Prompt A:
Rewrite the part of the Howard Pyle exhibit account that begins at the words "A few days ago, I" and stops after "and she agreed.", changing "porch" to "patio".
┄┄┄┄┄┄
A few days ago, I was sitting on the porch with Jeannine, enjoying breakfast in the cool morning air, when she mentioned that it might be fun to go sometime to the new Howard Pyle exhibit at the Norman Rockwell Museum. My interest was piqued -- I've always loved Pyle's work, especially his illustrations of Robin Hood. Given that I had nothing particular planned for the day, I suggested that we not wait, and go that day, and she agreed.
The show was great -- many of Pyle's original oil paintings were on display, as well as some watercolors and a goodly number of his black and white ink drawings. One of the paintings -- I think it's titled "The Mermaid" -- is one of Pyle's best-known works and one I have seen reproduced many times in books and on prints and posters.
However, it was not until I got close up to the painting that I noticed a really nice detail…
… clinging to a rock under the crashing surf is a little crab.
I am so used to thinking of beautiful color when considering the work of Howard Pyle that this painting, an illustration from an edition of the works of Nathaniel Hawthorne, surprised me with its monochromatic look.
I was also struck by the way Pyle had rendered the giant in such a way as to emphasize his great size by painting him in soft, almost cloudy tones, as if seen from a great distance through the haze of intervening air, while the human in the lower left is rendered in harsher, more solid shapes and tones.
┄┄┄┄┄┄
Prompt B:
Write out the records verbatim, beginning at the line that has "Where can you spot the man in black" and continuing through the final line of the records.

Record set:
┄┄┄┄┄┄
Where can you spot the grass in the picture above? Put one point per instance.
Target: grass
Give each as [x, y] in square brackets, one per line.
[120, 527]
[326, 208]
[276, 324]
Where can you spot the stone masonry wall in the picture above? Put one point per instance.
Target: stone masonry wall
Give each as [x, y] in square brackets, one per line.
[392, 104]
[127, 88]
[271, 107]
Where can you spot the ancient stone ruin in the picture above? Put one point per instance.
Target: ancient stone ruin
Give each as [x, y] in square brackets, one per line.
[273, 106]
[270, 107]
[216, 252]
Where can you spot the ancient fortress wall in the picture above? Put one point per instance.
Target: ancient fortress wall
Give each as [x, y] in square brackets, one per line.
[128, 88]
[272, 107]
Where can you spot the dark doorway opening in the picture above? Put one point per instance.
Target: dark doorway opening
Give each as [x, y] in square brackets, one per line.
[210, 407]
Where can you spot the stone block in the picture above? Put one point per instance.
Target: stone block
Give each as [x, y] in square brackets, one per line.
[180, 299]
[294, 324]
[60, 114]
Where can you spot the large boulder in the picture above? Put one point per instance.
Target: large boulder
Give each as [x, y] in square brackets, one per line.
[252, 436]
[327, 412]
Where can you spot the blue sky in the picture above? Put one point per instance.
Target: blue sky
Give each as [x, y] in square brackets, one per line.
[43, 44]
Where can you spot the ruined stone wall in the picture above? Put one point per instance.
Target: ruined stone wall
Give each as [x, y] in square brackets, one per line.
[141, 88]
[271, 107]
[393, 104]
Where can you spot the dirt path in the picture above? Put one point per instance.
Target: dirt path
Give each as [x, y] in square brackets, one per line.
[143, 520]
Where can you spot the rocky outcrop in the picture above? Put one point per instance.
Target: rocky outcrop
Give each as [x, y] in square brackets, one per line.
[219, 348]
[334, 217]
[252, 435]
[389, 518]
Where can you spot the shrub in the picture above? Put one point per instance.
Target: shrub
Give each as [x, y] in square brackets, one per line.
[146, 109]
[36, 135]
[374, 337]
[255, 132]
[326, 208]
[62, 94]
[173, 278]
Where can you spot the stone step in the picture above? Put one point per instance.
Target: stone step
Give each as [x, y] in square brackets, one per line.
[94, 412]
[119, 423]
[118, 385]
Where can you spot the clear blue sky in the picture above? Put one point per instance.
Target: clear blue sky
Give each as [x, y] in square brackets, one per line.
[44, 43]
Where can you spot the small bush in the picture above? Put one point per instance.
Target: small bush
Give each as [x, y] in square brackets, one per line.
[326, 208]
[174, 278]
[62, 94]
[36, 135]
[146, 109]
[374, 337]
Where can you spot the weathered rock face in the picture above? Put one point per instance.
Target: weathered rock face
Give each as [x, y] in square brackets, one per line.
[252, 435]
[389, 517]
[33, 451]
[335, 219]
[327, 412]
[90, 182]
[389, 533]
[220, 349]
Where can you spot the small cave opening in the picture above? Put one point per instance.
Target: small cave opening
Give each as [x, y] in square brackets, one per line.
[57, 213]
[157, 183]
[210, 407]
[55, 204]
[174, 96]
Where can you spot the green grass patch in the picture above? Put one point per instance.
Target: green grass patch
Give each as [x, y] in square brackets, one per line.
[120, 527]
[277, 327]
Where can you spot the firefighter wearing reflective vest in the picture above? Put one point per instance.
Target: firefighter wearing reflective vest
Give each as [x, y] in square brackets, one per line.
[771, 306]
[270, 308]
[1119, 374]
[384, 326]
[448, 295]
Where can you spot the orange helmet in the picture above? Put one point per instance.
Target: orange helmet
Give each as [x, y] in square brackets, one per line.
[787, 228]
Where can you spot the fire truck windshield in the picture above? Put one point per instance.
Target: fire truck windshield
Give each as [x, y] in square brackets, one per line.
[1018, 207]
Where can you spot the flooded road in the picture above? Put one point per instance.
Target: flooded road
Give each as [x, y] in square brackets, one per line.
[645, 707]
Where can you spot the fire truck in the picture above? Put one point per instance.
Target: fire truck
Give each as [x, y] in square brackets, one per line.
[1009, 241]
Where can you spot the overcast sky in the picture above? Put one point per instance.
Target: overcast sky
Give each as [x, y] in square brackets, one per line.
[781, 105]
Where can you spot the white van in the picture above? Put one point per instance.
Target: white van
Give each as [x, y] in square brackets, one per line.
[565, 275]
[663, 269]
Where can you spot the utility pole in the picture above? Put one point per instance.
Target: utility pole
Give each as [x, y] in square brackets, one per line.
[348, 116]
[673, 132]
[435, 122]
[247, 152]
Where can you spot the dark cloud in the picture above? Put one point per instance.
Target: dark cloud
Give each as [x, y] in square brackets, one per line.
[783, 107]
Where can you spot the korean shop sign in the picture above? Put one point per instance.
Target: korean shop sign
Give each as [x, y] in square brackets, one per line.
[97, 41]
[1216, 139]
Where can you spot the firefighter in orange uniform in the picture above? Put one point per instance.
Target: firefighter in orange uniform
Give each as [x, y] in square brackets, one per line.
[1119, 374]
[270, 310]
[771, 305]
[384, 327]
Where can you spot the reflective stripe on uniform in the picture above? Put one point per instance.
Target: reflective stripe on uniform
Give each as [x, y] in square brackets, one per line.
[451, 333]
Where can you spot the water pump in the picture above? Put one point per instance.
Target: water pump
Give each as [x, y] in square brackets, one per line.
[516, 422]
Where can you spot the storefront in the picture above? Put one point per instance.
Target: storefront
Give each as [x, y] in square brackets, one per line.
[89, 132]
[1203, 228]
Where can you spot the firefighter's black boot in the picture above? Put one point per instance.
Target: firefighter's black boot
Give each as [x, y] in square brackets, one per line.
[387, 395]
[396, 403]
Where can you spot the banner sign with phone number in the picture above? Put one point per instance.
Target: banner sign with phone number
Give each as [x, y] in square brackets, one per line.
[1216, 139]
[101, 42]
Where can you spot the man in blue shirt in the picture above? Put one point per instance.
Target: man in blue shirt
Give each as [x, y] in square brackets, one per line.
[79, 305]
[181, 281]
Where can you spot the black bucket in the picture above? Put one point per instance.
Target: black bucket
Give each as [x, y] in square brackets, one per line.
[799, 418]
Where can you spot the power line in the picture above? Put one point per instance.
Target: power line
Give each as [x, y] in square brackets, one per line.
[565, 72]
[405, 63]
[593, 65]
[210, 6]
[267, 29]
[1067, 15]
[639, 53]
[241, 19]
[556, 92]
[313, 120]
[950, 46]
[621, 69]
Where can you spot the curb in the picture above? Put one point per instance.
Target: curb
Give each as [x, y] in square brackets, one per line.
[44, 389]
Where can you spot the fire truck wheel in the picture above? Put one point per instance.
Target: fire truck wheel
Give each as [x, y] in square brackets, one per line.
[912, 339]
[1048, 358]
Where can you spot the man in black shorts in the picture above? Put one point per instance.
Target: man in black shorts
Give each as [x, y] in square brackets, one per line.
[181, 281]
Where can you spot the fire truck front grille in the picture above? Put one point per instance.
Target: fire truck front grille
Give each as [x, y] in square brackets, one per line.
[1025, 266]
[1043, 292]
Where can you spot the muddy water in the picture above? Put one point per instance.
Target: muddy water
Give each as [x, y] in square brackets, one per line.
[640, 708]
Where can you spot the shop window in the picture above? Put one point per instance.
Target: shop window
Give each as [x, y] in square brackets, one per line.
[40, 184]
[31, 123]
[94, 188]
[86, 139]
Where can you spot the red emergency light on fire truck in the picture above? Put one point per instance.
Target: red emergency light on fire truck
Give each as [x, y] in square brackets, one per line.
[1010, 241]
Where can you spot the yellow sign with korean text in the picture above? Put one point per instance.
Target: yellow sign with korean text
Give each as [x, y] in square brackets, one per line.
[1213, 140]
┄┄┄┄┄┄
Task solution A:
A few days ago, I was sitting on the patio with Jeannine, enjoying breakfast in the cool morning air, when she mentioned that it might be fun to go sometime to the new Howard Pyle exhibit at the Norman Rockwell Museum. My interest was piqued -- I've always loved Pyle's work, especially his illustrations of Robin Hood. Given that I had nothing particular planned for the day, I suggested that we not wait, and go that day, and she agreed.

Task solution B:
Where can you spot the man in black shorts in the picture above? Put one point per instance.
Target: man in black shorts
Give each as [x, y] in square brackets, one per line.
[181, 281]
Where can you spot the fire truck front grille in the picture above? Put one point per instance.
Target: fire truck front grille
Give each as [x, y] in square brackets, one per line.
[1025, 266]
[1043, 292]
Where can you spot the muddy water in the picture above? Put one point per instance.
Target: muddy water
Give each as [x, y] in square brackets, one per line.
[640, 708]
Where can you spot the shop window in the picture above? Put one point per instance.
Target: shop window
Give each as [x, y] in square brackets, one per line.
[40, 184]
[31, 123]
[94, 188]
[86, 139]
Where can you spot the red emergency light on fire truck in the picture above? Put one point per instance.
Target: red emergency light on fire truck
Give each as [x, y] in square brackets, one per line.
[1010, 241]
Where can you spot the yellow sign with korean text in the picture above? Put one point per instance.
Target: yellow sign with korean text
Give each as [x, y] in square brackets, one per line.
[1213, 140]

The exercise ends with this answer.